[start DATA PROVIDED]
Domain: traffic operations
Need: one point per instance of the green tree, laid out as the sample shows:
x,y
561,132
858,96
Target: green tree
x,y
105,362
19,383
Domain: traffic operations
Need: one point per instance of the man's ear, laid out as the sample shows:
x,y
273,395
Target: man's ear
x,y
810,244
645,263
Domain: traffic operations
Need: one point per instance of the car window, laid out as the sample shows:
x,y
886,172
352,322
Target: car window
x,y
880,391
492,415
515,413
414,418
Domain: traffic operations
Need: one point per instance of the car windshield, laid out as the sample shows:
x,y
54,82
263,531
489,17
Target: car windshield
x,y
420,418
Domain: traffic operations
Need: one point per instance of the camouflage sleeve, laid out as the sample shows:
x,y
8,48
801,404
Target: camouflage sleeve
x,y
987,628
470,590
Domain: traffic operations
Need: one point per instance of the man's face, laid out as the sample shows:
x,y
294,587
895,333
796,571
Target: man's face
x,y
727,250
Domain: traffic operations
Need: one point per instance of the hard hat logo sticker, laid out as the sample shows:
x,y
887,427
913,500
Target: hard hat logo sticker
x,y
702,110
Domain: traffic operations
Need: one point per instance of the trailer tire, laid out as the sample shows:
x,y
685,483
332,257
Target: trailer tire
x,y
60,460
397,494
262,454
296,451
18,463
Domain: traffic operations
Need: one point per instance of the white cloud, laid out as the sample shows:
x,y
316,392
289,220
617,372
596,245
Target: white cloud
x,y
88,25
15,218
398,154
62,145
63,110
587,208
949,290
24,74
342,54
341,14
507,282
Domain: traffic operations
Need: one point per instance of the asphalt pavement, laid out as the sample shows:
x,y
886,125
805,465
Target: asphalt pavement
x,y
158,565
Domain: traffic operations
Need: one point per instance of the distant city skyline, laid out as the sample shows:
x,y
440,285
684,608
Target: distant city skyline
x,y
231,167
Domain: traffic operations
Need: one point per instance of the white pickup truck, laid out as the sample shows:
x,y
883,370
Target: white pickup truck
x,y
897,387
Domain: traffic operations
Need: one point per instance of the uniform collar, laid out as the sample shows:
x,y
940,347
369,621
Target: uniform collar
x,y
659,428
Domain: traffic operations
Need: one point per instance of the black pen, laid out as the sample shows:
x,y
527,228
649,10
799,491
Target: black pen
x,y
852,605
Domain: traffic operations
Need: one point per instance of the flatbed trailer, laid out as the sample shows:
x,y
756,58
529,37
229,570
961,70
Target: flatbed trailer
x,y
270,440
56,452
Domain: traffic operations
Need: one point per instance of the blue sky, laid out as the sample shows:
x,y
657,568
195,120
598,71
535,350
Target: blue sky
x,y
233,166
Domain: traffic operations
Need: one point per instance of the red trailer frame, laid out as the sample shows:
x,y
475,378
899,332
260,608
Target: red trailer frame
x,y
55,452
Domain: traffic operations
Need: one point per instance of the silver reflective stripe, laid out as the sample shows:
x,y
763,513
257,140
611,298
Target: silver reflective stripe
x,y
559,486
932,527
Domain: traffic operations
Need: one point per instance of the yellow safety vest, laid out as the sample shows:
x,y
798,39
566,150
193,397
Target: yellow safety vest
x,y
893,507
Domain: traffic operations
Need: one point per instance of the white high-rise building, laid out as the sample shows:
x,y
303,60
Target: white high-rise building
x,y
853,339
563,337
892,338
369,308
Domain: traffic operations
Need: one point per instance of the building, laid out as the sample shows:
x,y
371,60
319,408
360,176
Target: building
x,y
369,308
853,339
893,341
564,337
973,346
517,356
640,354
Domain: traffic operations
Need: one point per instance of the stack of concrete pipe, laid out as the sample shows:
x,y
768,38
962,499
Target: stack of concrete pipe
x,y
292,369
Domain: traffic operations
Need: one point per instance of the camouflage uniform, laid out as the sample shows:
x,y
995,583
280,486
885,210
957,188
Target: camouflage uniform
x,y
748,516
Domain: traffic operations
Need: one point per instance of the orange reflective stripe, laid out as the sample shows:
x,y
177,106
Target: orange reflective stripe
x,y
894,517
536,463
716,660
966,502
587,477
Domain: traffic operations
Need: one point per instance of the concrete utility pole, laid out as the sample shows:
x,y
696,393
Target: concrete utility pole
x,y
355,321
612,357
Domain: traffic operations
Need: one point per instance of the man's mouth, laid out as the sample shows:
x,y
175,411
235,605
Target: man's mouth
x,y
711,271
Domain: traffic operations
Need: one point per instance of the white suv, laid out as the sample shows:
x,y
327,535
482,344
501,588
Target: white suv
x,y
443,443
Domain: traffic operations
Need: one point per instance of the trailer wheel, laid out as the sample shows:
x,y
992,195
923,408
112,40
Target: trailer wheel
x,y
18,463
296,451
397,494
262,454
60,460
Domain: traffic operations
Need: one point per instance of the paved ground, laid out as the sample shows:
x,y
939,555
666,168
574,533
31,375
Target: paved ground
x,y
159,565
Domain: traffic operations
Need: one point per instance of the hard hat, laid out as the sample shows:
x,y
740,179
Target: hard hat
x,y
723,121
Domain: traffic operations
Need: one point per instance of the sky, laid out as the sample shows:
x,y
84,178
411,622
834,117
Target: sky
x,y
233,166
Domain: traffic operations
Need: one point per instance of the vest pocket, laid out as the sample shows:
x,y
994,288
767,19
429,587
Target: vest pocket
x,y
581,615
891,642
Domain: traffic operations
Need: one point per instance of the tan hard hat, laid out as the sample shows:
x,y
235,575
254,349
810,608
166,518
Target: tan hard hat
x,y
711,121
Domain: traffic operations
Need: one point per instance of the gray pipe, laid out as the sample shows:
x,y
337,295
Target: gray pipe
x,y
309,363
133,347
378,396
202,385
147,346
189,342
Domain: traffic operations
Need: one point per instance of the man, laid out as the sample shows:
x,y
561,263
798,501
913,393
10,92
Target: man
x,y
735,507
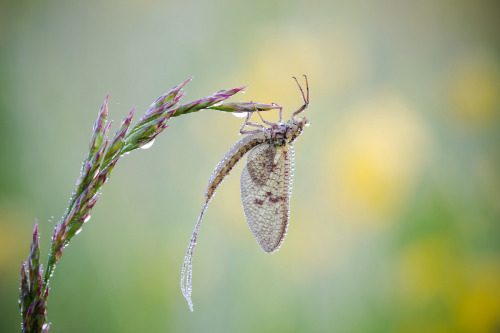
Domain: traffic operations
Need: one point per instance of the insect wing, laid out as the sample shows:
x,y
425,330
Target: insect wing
x,y
265,188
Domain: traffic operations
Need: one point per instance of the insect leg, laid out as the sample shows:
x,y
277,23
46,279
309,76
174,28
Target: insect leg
x,y
305,97
249,123
270,122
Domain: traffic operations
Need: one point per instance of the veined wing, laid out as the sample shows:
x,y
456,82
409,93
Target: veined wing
x,y
266,183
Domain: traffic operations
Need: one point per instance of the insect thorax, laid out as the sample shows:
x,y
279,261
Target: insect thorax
x,y
283,134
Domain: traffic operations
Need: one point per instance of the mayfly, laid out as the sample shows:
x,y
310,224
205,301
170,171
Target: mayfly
x,y
266,181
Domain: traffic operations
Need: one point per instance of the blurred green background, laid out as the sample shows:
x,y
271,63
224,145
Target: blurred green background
x,y
395,213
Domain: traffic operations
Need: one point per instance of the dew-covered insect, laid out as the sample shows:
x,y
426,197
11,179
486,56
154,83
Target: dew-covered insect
x,y
266,182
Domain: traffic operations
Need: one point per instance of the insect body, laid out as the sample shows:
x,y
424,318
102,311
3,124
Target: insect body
x,y
266,182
[end DATA PROVIDED]
→ TASK DETAILS
Without the pictures, return the entries exactly as they appear.

→ RESPONSE TO THIS EXERCISE
Domain: traffic operations
Need: one point per instance of the green tree, laid out as the sample shows:
x,y
561,132
858,96
Target: green tree
x,y
105,362
19,383
Domain: traffic operations
Need: one point per instance of the man's ear, laid out as the sample shows:
x,y
273,395
Target: man's ear
x,y
810,244
645,263
Domain: traffic operations
Need: one point per instance of the car window, laid out as the sample shows:
x,y
886,172
352,322
Target: car window
x,y
880,391
492,415
515,413
414,418
Domain: traffic operations
Need: one point per instance of the car windshield, laid out as the sample shows:
x,y
54,82
263,531
489,17
Target: car windshield
x,y
420,418
Domain: traffic operations
Need: one point per instance of the camouflage sleeve, laid out as the sample shows:
x,y
8,48
801,404
Target: camouflage sleeve
x,y
987,628
470,590
Domain: traffic operations
Need: one point per instance of the man's face, laid out as the sample shows:
x,y
294,587
895,333
796,571
Target: man's face
x,y
727,250
Domain: traffic operations
Need: one point per instance of the hard hat logo sticker, laid out as the sample shows:
x,y
887,427
913,500
Target: hard hat logo sticker
x,y
702,110
Domain: traffic operations
Need: one point per instance of the trailer tire, laid out as the sample shows:
x,y
685,483
332,257
Target: trailer tire
x,y
60,460
397,494
262,454
296,451
18,463
Domain: traffic operations
Need: one point per instance of the white cloud, laid out as the sample shows:
x,y
316,392
289,220
617,372
596,245
Target: white cloud
x,y
88,25
15,218
398,154
62,145
63,110
587,208
949,290
24,74
342,54
341,14
507,282
Domain: traffic operations
Need: one point per instance of the asphalt pavement, laid out as the sample shows:
x,y
886,125
805,465
Target: asphalt pavement
x,y
158,565
Domain: traffic operations
Need: one point per instance of the distant city skyline, laid out as the sample shows:
x,y
440,285
684,608
Target: distant city skyline
x,y
231,167
Domain: traffic operations
Need: one point per instance of the white pickup truck, laid out as the sample shows:
x,y
883,370
Target: white pickup truck
x,y
897,387
Domain: traffic operations
Need: one point per instance of the uniform collar, laid out as the sample shows:
x,y
940,347
369,621
Target: uniform collar
x,y
659,428
Domain: traffic operations
Need: one point per instance of the black pen, laid out as the sample shows:
x,y
527,228
649,10
799,491
Target: black pen
x,y
852,605
Domain: traffic operations
Need: one point per instance of the flatbed trailer, laid out as the sample shows:
x,y
756,58
529,37
229,570
961,70
Target: flatbed trailer
x,y
270,440
56,452
Domain: traffic operations
Need: one point per instance of the blue sky, laid out as the sample shows:
x,y
657,568
195,120
598,71
535,350
Target: blue sky
x,y
233,166
Domain: traffic operations
Need: one point per instance of the red trailer frame, laid out as the sample shows:
x,y
475,378
899,332
260,608
Target: red trailer frame
x,y
55,452
Domain: traffic operations
Need: one point per instance of the silver reflective stripe, laid out as the sample shows:
x,y
763,513
257,140
611,298
Target: silver reflective stripe
x,y
559,486
932,527
Domain: traffic operations
Need: one point per instance of the yellow safety vest, laid out as the sample shows:
x,y
798,39
566,150
193,397
Target: yellow safety vest
x,y
893,507
Domain: traffic operations
Need: one point per instance of the white high-rise building, laid out as the sample shows:
x,y
303,60
Target: white high-rise building
x,y
853,339
563,337
892,338
369,308
Domain: traffic operations
Need: one point per instance of the building, laid out as the sample shows:
x,y
371,60
319,408
360,176
Target: building
x,y
369,308
853,339
893,341
564,337
973,346
517,356
640,354
Domain: traffic operations
Need: one point per instance of the stack of concrete pipe, laid out as the sample shows:
x,y
768,38
962,499
Target: stack of concrete pipe
x,y
292,369
Domain: traffic operations
Need: one point per instance of the camouflage uniform, laid out as the sample shows:
x,y
995,583
280,486
885,210
957,188
Target: camouflage uniform
x,y
748,516
Domain: traffic operations
Need: one point per instance of the orange reflective stripe, laid out as the sample shows:
x,y
177,106
Target: orange reflective stripe
x,y
894,517
536,463
716,660
966,502
587,477
Domain: traffic operations
Need: one point per instance of the concrete utility pole, laid out as the sample shows:
x,y
696,393
Target: concrete utility pole
x,y
355,321
612,357
Domain: traffic operations
Need: one point per instance of the man's mouth, laid out as the sample shows:
x,y
175,411
235,605
Target: man's mouth
x,y
711,271
Domain: traffic operations
Need: one point per instance of the white suv, laid out as the sample shows:
x,y
327,535
482,344
501,588
Target: white suv
x,y
443,443
Domain: traffic operations
Need: one point per instance of the trailer wheel, laid out as the sample shows:
x,y
992,195
923,408
112,40
Target: trailer wheel
x,y
18,463
296,451
397,494
262,454
60,460
Domain: traffic operations
Need: one point per instance of the paved ground, laid out as the sample shows:
x,y
939,555
666,168
574,533
31,375
Target: paved ground
x,y
159,565
Domain: traffic operations
Need: one point per instance of the hard hat, laid out as the sample shows:
x,y
740,179
Target: hard hat
x,y
723,121
Domain: traffic operations
Need: one point per instance of the sky, laid out as the sample shows:
x,y
84,178
411,622
834,117
Target: sky
x,y
233,166
Domain: traffic operations
Need: one point per instance of the vest pocket, laid out as the sample shows:
x,y
994,288
767,19
429,587
Target: vest pocket
x,y
581,615
891,642
Domain: traffic operations
Need: one point per instance of the tan hard hat, laid out as the sample shows:
x,y
235,575
254,349
810,608
166,518
Target: tan hard hat
x,y
711,121
Domain: traffic operations
Need: one point per instance of the gray pipe, laid out as the sample shows:
x,y
337,295
Target: gray pipe
x,y
309,363
133,347
378,396
202,385
147,346
189,342
Domain: traffic operations
Need: one point per instance of the man, laid out as the sample shows:
x,y
561,263
798,501
913,393
10,92
Target: man
x,y
735,507
Domain: traffic operations
Need: one point per instance of the insect wing, laid out as the sample shows:
x,y
425,330
Target: insect wing
x,y
265,188
Domain: traffic operations
Need: one point per instance of the insect leg, laid out as the sample shows:
x,y
277,23
46,279
309,76
174,28
Target: insect leg
x,y
305,97
249,123
270,122
Domain: traffic operations
Need: one point per instance of the veined wing, laid out as the sample shows:
x,y
456,82
409,93
Target: veined wing
x,y
266,183
Domain: traffic operations
Need: one point per instance of the insect thorax, laid out as the sample shows:
x,y
279,261
Target: insect thorax
x,y
283,134
Domain: traffic operations
Need: one point per instance of the mayfly, laid out as the sample shows:
x,y
310,224
205,301
170,171
Target: mayfly
x,y
266,181
Domain: traffic operations
Need: one point per instance of the blurred green background, laid out as the sample shows:
x,y
271,63
224,145
Target: blurred green background
x,y
395,213
Domain: traffic operations
Need: one point per instance of the dew-covered insect, laid out as the sample shows:
x,y
426,197
11,179
486,56
154,83
Target: dew-covered insect
x,y
266,182
Domain: traffic operations
Need: one point per instance of the insect body, laid out as the sample shows:
x,y
424,318
102,311
3,124
Target: insect body
x,y
266,182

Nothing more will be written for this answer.